(Entries from a collection)
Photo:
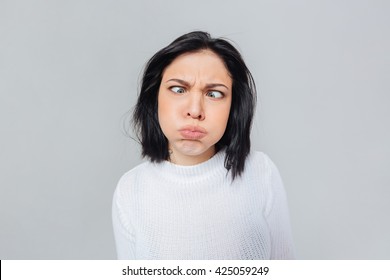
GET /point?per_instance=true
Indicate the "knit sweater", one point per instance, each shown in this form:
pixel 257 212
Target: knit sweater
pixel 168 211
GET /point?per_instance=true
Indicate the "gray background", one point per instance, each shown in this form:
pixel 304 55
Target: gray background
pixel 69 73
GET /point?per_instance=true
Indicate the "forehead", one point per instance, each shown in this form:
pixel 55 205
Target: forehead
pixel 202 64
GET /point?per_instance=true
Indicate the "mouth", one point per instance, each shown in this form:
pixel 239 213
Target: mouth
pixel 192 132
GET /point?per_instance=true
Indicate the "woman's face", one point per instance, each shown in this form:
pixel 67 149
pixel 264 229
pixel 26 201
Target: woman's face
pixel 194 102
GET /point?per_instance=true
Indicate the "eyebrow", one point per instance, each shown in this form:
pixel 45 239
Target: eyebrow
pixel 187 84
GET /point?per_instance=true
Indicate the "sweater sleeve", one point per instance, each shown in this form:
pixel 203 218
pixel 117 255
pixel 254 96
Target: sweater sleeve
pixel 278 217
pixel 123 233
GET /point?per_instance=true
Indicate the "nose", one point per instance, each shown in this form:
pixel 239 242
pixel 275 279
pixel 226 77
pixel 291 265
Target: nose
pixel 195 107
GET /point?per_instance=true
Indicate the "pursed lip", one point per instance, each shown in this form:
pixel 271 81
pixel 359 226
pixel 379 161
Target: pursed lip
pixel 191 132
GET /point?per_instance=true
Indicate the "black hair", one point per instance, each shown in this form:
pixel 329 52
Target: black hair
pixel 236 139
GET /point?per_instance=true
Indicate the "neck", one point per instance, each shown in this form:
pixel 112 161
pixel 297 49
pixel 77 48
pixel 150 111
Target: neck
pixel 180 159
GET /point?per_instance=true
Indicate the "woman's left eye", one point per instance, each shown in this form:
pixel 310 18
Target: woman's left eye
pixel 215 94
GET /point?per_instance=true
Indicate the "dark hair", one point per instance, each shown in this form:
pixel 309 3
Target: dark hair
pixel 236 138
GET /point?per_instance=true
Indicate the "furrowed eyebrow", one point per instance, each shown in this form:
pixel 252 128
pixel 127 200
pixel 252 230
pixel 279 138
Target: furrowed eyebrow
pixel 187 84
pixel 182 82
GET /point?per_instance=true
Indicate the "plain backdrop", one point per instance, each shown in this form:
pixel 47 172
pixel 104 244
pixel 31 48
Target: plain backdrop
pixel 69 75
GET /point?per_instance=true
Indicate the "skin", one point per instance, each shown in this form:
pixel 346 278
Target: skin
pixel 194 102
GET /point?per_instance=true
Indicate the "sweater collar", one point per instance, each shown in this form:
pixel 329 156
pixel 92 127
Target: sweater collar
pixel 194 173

### Task brief
Could you pull out every entry above, reproducing each one word for word but omitting the pictures?

### Output for this exercise
Photo:
GET /point?per_instance=true
Indicate the "knit sweater", one point per instance, each shown in this form:
pixel 257 212
Target: knit sweater
pixel 168 211
GET /point?per_instance=true
Indicate the "gray background", one point per instance, each shown in this form:
pixel 304 55
Target: gray background
pixel 69 73
GET /point?per_instance=true
Indicate the "forehead", one point per instance, each shown in this form:
pixel 55 205
Target: forehead
pixel 202 64
GET /point?per_instance=true
Indicate the "mouth", one point per instance, each shown in this form:
pixel 239 213
Target: mouth
pixel 192 132
GET /point?per_instance=true
Indicate the "woman's face", one point per instance, each shown in this form:
pixel 67 149
pixel 264 229
pixel 26 201
Target: woman's face
pixel 194 102
GET /point?per_instance=true
Indicate the "eyebrow", one point per instance, each shown in this form:
pixel 45 239
Target: eyebrow
pixel 187 84
GET /point?per_instance=true
Indicate the "sweater sleeve", one point per instance, each shown in this form:
pixel 203 218
pixel 117 255
pixel 254 96
Target: sweater sleeve
pixel 278 217
pixel 123 233
GET /point?per_instance=true
Indicate the "nose", one point per instance, each shown in this form:
pixel 239 242
pixel 275 279
pixel 226 77
pixel 291 265
Target: nose
pixel 195 107
GET /point?per_instance=true
Indicate the "pursed lip", one point per instance, each shown in this form:
pixel 271 81
pixel 359 226
pixel 379 161
Target: pursed lip
pixel 191 132
GET /point?per_instance=true
Indicate the "black hair", one point per instance, each shown in this form:
pixel 329 52
Target: black hair
pixel 236 139
GET /point?per_instance=true
Indicate the "neck", one point per instance, each shown in this form:
pixel 112 161
pixel 297 49
pixel 77 48
pixel 150 111
Target: neck
pixel 180 159
GET /point?per_instance=true
Indicate the "woman's left eye", one point per instance, each shown in this form:
pixel 310 18
Target: woman's left eye
pixel 215 94
GET /point?per_instance=true
Indicate the "dark hair", one point per instance, each shown in this form:
pixel 309 3
Target: dark hair
pixel 236 138
GET /point?per_instance=true
Indicate the "furrowed eyebrow", one point per instance, each shown in this form:
pixel 252 128
pixel 127 200
pixel 252 230
pixel 279 138
Target: furrowed eyebrow
pixel 187 84
pixel 182 82
GET /point?per_instance=true
Indicate the "plain backdrop", one point per instance, each shown in this form:
pixel 47 172
pixel 104 244
pixel 31 48
Target: plain backdrop
pixel 69 75
GET /point?per_instance=true
Indicate the "skin", one point per instance, each shown in this form:
pixel 346 278
Target: skin
pixel 194 102
GET /point?per_instance=true
Indicate the "sweater collar", one point per instance, each shown in this form:
pixel 329 156
pixel 92 127
Target: sweater collar
pixel 194 173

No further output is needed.